**Excerpted passage**.
====================

Dell Automation Platform: Upgrade Issues Portal Vault is not starting
Summary: This article describes the solution for Dell Automation Platform Upgrade Issues, when Portal Vault pods are not coming up.
Symptoms
Users may experience issues due to a conflicting Mutating Webhook when upgrading the Dell Automation Platform.
The first symptom is that the upgrade gets stuck for a long time (more than 25 minutes) on the step of the PORTAL ChartKey deployment. Main installation log shows:
... Orchestrator chart exists. Skip unarchive... Portal chart exists. Skip unarchive... Portal Installation has started OperationType: INSTALL OperationStatus: IN_PROGRESS ChartKey: PORTAL
This issue usually blocks the upgrade in a moment when Portal vault deployment appears in the list of the pods. The vault shows 2/3 READY states for two of its deployments. Like:
#kubectl get po -A ... dapp edgevault-0 3/3 Running 0 30m dapp edgevault-1 2/3 Running 0 30m dapp edgevault-2 2/3 Running 0 30m ...

====================

**To do**.
[1] In the Portal Vault upgrade article, how long does the upgrade stay stuck on the PORTAL ChartKey deployment step?
[2] Pick up the Portal Vault upgrade article after its final line and keep writing.
The records below come from a separate source.

**Data**.
====================

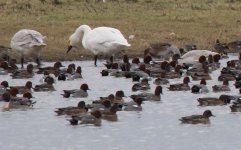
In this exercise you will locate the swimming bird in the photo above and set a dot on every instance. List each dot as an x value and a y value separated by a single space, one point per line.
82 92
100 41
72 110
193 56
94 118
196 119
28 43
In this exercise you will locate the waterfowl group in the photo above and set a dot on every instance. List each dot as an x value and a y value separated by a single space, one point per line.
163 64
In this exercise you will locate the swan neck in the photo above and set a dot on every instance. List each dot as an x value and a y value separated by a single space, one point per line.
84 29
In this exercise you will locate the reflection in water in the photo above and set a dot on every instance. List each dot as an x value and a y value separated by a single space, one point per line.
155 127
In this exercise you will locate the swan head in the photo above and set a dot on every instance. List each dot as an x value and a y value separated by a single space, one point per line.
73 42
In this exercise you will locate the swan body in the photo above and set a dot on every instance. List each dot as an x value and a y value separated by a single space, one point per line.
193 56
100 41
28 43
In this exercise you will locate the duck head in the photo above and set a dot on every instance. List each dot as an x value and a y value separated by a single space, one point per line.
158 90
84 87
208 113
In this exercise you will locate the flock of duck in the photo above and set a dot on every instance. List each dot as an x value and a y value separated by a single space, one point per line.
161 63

====================

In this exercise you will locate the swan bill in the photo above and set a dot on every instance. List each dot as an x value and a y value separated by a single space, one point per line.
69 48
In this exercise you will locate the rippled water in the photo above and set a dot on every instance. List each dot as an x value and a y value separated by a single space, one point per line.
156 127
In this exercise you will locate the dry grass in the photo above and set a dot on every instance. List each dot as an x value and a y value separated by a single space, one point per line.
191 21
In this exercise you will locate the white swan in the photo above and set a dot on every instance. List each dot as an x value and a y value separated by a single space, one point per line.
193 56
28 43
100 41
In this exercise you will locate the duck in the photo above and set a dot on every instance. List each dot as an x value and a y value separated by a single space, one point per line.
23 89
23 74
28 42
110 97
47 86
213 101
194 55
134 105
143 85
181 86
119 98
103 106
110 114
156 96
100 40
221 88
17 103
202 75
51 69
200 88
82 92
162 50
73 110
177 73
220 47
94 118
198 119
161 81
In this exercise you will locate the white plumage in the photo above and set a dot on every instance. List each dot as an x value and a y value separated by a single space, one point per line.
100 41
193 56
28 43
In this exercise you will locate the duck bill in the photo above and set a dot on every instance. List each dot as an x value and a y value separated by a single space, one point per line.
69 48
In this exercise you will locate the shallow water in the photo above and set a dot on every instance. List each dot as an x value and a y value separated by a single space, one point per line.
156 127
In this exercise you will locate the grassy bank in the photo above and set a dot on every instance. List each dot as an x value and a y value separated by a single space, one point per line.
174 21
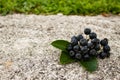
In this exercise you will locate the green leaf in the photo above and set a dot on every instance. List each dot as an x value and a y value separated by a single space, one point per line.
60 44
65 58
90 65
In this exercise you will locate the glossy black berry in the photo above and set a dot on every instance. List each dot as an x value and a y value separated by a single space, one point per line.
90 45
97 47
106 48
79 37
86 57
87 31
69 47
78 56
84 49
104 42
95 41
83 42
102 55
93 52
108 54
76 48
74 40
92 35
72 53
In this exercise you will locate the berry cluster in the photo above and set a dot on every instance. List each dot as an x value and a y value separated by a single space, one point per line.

====================

**Answers provided**.
[1] More than 25 minutes.

[2]
The logs show that the vault cannot communicate between the nodes:
2025-10-30T15:27:26.896Z [INFO] core: attempting to join possible raft leader node: leader_addr=http://edgevault-2.edgevault-internal:8200 2025-10-30T15:27:26.900Z [ERROR] core: failed to retry join raft cluster: retry=2s err="failed to send answer to raft leader node: error bootstrapping cluster: cluster already has state" 2025-10-30T15:27:28.664Z [ERROR] core: failed to get raft challenge: leader_addr=http://edgevault-1.edgevault-internal:8200 error="error during raft bootstrap init call: context deadline exceeded" 2025-10-30T15:27:28.664Z [ERROR] core: failed to get raft challenge: leader_addr=http://edgevault-0.edgevault-internal:8200 error="error during raft bootstrap init call: context deadline exceeded"
Cause
The root cause of this issue is the conflicting Mutating Webhook in the Orchestrator, which interferes with the portal.
This conflict arises when the Orchestrator's Mutating Webhook is not properly configured, causing the sidecar to fail to encrypt outgoing traffic. As a result, the SSL termination logic is unable to properly handle the traffic, leading to chaos in the namespace. This issue typically occurs in installations that were initially installed with 2.2 NativeEdge Orchestrator (NEO) or earlier releases and then upgraded later.
Explanation
A Mutating Webhook is a Kubernetes feature that allows for the modification of resources, such as pods, before they are created or updated. In the context of the Dell Automation Platform, the Orchestrator's Mutating Webhook plays a crucial role in injecting sidecars into pods. Historically, installations were done in a single namespace, eliminating the need for a namespace selector. However, with newer versions, a namespace selector is required to prevent the Orchestrator's Mutating Webhook from interfering with other components. This ensures sidecar injection occurs within the correct namespace.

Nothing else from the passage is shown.